> Directions for this task: Copy out each line of the data below that contains the string "clicks", keeping every line whole.

> Materials provided:
+--
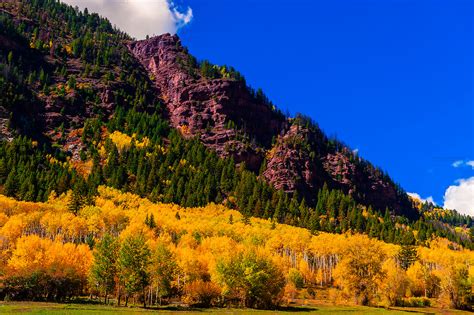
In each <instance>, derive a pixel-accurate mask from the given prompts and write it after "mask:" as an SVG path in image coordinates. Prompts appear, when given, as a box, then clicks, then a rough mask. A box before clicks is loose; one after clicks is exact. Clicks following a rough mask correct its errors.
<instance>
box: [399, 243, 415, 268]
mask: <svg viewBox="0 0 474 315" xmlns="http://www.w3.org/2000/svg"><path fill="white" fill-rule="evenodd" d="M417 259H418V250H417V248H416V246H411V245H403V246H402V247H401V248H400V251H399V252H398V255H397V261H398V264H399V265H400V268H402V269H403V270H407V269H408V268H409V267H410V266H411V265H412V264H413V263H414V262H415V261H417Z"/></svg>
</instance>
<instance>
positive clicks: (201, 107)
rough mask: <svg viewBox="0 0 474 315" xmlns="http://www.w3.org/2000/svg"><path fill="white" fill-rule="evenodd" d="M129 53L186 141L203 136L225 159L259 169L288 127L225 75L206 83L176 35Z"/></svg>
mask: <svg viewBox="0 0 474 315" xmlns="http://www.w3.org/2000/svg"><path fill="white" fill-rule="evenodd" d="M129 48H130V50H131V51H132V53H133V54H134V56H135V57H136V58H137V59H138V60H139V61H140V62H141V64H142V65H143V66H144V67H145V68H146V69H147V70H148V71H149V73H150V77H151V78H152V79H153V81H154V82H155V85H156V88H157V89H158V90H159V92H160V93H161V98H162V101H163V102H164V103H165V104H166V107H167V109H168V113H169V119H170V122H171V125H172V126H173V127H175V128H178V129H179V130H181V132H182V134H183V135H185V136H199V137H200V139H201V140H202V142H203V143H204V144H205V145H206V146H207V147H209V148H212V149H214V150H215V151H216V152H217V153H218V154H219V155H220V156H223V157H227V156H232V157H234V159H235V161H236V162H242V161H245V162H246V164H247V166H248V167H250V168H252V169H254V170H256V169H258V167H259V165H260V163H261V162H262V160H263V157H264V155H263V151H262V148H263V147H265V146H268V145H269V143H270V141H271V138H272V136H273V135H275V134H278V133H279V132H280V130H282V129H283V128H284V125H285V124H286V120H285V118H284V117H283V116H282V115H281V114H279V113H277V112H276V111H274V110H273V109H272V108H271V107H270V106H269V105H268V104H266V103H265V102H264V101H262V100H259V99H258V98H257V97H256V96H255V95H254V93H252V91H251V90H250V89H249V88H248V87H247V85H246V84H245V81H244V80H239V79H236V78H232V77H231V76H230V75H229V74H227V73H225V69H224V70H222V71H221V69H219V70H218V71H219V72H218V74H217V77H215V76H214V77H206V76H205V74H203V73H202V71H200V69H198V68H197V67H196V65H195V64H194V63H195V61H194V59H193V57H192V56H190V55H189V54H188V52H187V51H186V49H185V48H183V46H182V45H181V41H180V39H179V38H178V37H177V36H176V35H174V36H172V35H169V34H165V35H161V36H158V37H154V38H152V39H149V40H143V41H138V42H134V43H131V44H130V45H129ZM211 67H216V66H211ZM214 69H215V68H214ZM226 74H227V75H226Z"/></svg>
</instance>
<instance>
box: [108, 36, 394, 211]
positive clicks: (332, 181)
+--
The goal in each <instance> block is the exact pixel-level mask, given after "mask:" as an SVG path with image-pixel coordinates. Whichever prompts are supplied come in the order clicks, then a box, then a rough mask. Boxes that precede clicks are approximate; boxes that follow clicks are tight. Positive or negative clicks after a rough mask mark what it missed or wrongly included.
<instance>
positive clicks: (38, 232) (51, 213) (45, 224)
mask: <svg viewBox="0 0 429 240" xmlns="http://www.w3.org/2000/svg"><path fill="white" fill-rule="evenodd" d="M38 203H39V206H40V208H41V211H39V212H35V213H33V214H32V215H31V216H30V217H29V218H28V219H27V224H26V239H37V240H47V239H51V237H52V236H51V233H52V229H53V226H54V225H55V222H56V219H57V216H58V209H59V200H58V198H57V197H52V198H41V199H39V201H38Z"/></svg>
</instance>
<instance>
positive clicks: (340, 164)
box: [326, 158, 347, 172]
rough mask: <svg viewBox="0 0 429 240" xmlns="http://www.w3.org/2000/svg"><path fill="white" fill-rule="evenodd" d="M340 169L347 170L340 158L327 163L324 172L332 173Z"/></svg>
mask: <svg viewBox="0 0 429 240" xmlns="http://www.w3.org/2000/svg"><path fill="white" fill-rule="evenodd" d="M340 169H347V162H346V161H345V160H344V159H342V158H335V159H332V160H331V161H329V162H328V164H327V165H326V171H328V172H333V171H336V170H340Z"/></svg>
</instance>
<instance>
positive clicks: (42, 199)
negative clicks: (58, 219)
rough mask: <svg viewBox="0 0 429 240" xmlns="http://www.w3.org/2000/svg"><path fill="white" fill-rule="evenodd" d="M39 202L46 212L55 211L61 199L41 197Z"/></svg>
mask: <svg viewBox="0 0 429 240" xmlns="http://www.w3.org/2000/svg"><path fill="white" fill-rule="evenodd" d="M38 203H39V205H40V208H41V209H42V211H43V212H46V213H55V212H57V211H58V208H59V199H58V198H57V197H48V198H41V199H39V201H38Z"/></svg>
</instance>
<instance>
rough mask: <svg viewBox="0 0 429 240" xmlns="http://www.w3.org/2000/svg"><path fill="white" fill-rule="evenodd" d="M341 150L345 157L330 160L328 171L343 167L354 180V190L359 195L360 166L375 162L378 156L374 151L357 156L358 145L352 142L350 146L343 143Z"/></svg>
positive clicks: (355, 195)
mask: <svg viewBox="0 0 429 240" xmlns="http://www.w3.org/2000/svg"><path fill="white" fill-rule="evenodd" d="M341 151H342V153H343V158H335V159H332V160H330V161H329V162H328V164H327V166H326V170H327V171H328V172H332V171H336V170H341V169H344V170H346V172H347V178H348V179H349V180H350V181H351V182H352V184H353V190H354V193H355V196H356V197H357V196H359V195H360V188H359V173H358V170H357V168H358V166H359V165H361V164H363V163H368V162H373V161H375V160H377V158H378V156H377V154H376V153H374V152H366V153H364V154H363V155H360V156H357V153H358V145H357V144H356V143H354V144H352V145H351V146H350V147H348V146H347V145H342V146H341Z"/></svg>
+--
> Solution for this exercise:
In each <instance>, derive a pixel-accurate mask from the given prompts and write it after "mask:" as an SVG path in image coordinates. Prompts appear, when given, as a box, then clicks, then a rough mask. A box before clicks is loose; one after clicks is exact. Clicks following a rough mask correct its errors.
positive clicks: (201, 107)
positive clicks: (332, 181)
The goal in each <instance> block is the exact pixel-level mask, given after "mask:" as an SVG path with image-pixel coordinates. Whichever prompts are supplied come in the order clicks, then a box, then a rough mask. Boxes that precede clicks are approximate; boxes that follow clicks are tight. Positive or negative clicks after a rough mask mark what it missed or wrongly included.
positive clicks: (38, 232) (51, 213) (45, 224)
positive clicks: (340, 164)
positive clicks: (42, 199)
negative clicks: (58, 219)
positive clicks: (355, 195)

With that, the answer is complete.